= Tasks =
**A)** In the comments on Unitarian churches, what made the commenter who met a late wife through UU connections grow more turned off by the local church over time? Answer in one to three sentences.
**B)** Duplicate word for word the passage of the comments on Unitarian churches from "Looking at earlier" to "kind of people.".

= Document extract =
+ + + +

Looking at earlier posts, I agree with both sides. I was invited to a Unitarian X-mas party and to a 'service' a few years ago. I came away with very mixed feelings. Good people, but not my kind of people.

1

Sounds interesting. Glad you enjoyed.

1

Four of the US presidents were Unitarians, including John Adams and his son, John Quincy Adams.

0

I made several really great friends at my local Unitarian church in the early 90s and they are still with me today. I also met my late wife because of these connections while she was attending a UU church about 30 miles away. The UU churches are full of great ideals and people who are Agnostic, Atheist, and/or Humanist as well as almost all very politically liberal to socialist. But the longer I was there, at least at my local one, the more turned off I was by how classist and cliqueish most of the members were. It started to seem more like a country club for intellectuals than a community that actually valued and embraced all members equally, whether they drove a bus or were a doctor, which was exactly the opposite of how I remember the Catholic church where I grew up. Because there, everybody felt welcome and valued, no matter their social or economic standing. Yes, there was probably cliqueishness there too, but it was so blatant at the UU church in spite of all the rhetoric and lip service about it being a caring community and respecting the dignity and worth of every human being etc.

+ + + +

= Raw data =
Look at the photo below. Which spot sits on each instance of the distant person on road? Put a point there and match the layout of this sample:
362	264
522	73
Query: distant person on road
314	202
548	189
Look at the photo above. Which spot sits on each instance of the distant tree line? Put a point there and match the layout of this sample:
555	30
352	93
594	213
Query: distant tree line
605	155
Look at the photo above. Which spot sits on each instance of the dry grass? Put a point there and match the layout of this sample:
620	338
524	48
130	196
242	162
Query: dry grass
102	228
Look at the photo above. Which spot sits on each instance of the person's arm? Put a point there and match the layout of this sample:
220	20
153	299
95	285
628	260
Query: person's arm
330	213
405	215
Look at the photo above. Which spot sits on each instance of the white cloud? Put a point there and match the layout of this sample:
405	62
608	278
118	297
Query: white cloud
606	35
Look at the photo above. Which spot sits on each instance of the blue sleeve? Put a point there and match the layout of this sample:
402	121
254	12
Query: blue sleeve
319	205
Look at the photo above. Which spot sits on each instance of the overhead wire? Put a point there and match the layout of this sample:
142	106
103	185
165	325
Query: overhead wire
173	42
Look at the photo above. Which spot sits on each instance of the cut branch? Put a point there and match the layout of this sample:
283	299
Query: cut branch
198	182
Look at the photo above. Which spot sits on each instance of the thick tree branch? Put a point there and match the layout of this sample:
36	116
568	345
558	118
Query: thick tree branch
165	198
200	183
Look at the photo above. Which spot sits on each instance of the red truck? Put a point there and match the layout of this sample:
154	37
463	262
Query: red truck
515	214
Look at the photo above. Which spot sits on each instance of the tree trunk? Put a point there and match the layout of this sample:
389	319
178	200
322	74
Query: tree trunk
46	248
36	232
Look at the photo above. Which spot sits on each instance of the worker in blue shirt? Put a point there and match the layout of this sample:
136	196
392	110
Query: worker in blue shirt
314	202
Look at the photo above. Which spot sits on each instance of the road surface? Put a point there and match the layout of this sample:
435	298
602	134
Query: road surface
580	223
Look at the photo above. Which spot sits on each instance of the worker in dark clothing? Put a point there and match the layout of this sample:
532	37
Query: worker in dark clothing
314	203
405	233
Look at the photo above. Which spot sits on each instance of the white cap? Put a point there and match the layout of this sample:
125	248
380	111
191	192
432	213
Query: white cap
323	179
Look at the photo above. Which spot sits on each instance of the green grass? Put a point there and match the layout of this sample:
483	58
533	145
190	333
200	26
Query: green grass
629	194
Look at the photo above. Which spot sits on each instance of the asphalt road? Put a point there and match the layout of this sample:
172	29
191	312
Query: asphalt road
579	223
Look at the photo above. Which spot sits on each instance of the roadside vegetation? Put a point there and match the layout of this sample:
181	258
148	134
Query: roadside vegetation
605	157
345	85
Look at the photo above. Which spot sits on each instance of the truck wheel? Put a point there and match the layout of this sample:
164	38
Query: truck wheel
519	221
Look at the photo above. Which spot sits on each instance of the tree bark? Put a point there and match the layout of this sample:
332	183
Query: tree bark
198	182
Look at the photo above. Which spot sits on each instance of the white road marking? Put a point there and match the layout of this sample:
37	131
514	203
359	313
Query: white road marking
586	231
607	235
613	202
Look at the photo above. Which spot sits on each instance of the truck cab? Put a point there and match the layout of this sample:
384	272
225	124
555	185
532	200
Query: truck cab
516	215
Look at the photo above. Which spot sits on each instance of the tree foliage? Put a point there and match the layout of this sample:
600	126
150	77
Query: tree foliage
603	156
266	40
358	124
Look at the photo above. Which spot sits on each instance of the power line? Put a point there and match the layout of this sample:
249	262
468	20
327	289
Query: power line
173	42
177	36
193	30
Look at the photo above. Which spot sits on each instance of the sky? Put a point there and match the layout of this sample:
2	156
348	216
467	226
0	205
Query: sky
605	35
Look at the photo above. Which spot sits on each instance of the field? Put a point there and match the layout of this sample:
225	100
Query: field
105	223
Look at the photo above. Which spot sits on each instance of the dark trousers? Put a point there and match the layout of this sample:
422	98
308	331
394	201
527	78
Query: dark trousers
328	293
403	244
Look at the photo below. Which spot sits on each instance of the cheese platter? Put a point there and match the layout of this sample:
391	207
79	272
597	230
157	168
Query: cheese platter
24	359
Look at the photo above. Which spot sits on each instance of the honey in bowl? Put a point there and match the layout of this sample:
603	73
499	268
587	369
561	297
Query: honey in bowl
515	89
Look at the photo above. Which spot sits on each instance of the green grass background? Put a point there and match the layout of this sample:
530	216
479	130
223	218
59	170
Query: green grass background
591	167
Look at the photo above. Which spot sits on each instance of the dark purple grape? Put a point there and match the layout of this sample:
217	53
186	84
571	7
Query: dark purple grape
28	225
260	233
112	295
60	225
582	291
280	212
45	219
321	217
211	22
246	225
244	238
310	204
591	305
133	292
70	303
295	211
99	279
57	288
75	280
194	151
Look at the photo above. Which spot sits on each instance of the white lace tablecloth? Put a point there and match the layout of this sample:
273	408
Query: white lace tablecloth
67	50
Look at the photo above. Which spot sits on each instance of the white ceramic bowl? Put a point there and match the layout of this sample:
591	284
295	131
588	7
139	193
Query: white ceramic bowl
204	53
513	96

+ + + +

= Answers per task =
**A)** Most of the members were classist and cliqueish. The church came to seem more like a country club for intellectuals than a community that valued and embraced all members equally, whether they drove a bus or were a doctor.

**B)**
Looking at earlier posts, I agree with both sides. I was invited to a Unitarian X-mas party and to a 'service' a few years ago. I came away with very mixed feelings. Good people, but not my kind of people.